• The request: From the records below, pull out each line containing the string "task" and copy those lines in their original order.

• Boundary labeling items:
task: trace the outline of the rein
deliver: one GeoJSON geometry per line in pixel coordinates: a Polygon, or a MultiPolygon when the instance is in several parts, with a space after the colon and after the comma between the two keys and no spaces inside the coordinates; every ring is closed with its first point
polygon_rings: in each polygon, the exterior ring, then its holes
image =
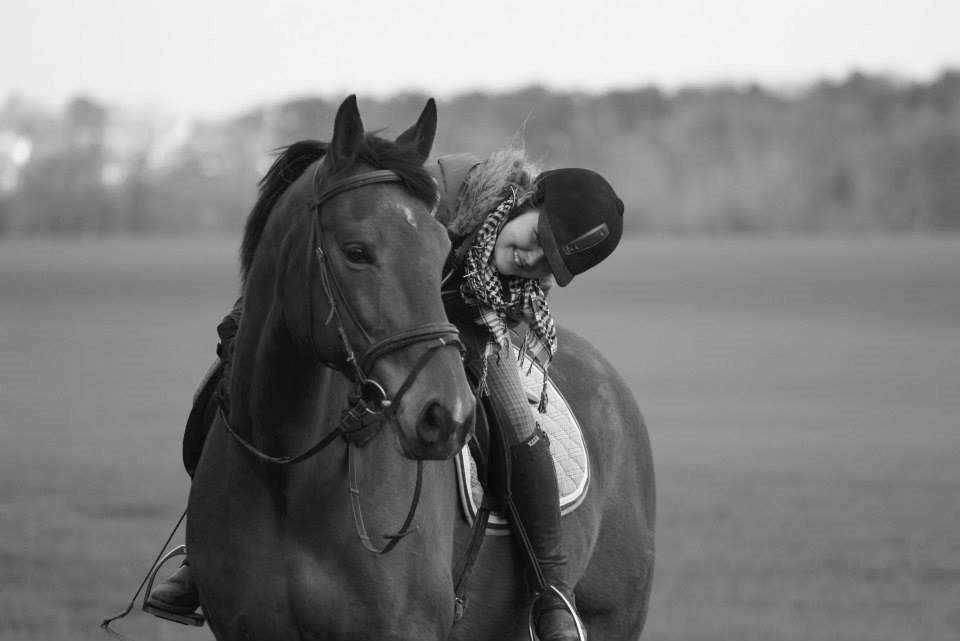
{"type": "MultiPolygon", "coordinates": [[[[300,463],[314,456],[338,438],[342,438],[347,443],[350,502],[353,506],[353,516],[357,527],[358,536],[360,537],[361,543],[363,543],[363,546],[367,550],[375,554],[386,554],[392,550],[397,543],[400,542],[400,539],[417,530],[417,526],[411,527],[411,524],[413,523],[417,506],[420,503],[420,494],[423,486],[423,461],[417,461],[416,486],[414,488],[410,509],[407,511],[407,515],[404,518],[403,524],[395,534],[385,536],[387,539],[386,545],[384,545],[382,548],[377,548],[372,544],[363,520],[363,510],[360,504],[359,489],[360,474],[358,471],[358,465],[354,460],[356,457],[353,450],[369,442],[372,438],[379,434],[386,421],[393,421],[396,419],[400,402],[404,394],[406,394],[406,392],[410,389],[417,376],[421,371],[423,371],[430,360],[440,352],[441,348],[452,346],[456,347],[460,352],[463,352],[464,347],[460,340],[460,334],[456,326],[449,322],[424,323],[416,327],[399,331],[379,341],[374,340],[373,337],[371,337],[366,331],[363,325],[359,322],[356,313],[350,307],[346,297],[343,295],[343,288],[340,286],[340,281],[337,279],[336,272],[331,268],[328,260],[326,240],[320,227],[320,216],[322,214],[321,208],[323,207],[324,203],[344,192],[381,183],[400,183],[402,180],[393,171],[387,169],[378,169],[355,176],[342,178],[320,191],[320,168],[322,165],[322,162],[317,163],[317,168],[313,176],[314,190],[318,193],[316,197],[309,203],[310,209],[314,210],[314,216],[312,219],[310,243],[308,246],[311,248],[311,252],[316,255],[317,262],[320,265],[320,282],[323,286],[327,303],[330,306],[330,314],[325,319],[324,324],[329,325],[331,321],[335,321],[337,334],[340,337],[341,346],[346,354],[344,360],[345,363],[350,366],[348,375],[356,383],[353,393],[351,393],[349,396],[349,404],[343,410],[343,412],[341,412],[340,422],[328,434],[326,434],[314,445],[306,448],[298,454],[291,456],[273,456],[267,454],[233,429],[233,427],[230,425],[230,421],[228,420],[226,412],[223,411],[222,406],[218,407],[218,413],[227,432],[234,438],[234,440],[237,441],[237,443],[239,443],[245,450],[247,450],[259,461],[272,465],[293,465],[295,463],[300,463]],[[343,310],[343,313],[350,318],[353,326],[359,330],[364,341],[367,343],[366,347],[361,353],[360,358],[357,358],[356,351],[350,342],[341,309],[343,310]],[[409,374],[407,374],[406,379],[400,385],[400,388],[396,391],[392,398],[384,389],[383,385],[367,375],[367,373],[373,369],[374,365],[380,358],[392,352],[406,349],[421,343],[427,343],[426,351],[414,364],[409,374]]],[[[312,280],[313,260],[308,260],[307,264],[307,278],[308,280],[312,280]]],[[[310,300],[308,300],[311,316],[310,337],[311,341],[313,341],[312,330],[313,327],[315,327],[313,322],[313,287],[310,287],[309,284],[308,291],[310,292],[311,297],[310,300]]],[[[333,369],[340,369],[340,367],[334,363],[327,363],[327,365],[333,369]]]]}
==
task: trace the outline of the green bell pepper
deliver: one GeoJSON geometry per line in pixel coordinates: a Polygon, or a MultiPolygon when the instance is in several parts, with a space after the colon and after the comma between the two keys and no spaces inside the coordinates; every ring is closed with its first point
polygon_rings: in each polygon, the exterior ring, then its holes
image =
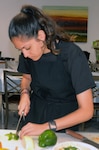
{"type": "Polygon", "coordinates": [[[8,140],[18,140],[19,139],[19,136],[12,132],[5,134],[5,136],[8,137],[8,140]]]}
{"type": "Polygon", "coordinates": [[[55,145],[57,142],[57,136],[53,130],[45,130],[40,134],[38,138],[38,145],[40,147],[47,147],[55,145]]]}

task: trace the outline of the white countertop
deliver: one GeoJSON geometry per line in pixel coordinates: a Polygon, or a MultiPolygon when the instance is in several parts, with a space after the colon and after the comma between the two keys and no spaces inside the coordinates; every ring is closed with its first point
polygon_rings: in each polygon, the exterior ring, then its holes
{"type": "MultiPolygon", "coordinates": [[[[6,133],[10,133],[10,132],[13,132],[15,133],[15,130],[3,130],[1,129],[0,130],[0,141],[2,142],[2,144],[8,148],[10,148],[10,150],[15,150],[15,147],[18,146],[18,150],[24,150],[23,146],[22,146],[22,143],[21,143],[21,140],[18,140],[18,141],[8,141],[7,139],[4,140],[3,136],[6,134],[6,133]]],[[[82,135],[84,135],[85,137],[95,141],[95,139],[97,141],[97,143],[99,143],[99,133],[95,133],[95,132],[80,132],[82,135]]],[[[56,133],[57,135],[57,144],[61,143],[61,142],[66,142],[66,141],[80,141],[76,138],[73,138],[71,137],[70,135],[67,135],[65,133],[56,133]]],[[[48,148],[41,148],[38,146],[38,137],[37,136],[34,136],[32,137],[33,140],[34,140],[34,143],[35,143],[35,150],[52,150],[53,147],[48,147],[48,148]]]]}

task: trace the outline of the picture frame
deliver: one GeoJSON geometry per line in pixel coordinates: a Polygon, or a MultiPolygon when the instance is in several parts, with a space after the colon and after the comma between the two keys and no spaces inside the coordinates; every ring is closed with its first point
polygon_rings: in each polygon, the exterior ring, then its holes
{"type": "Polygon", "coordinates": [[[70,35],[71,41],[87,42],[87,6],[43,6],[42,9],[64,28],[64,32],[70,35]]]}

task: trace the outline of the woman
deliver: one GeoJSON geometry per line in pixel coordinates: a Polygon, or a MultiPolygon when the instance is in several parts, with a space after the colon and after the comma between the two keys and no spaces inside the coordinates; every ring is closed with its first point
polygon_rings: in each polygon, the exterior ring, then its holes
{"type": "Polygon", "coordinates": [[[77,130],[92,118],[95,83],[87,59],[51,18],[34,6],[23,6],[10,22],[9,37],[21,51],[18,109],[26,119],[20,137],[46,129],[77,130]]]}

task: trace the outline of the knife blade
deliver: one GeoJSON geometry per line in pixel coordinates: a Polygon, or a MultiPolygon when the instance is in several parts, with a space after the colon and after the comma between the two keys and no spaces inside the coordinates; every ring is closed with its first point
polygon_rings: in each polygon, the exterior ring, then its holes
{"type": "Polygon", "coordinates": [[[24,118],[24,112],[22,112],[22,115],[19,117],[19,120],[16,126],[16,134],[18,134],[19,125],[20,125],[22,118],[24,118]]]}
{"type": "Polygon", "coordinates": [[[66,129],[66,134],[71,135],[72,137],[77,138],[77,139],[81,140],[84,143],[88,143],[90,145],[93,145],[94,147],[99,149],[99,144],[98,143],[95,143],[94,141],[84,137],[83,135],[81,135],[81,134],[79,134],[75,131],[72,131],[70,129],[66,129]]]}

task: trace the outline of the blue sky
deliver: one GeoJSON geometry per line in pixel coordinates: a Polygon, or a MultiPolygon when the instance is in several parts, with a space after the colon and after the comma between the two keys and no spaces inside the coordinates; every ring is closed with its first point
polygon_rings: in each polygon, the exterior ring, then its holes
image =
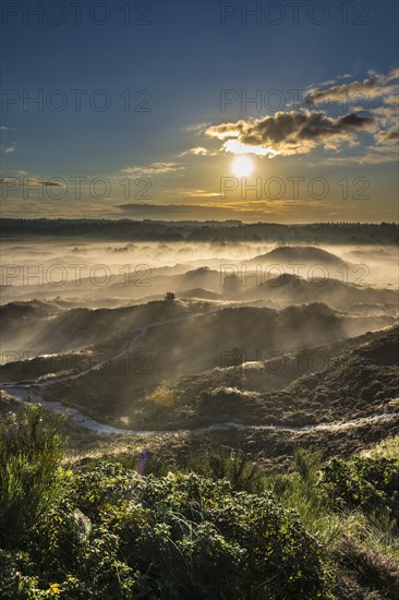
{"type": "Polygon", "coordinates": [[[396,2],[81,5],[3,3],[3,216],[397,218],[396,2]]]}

• The response:
task: trace the outline of the rein
task: trace the outline of the green bell pepper
task: trace the outline of the white countertop
task: trace the outline of the picture frame
task: trace the outline of the woman
task: trace the outline of the knife blade
task: trace the outline of the blue sky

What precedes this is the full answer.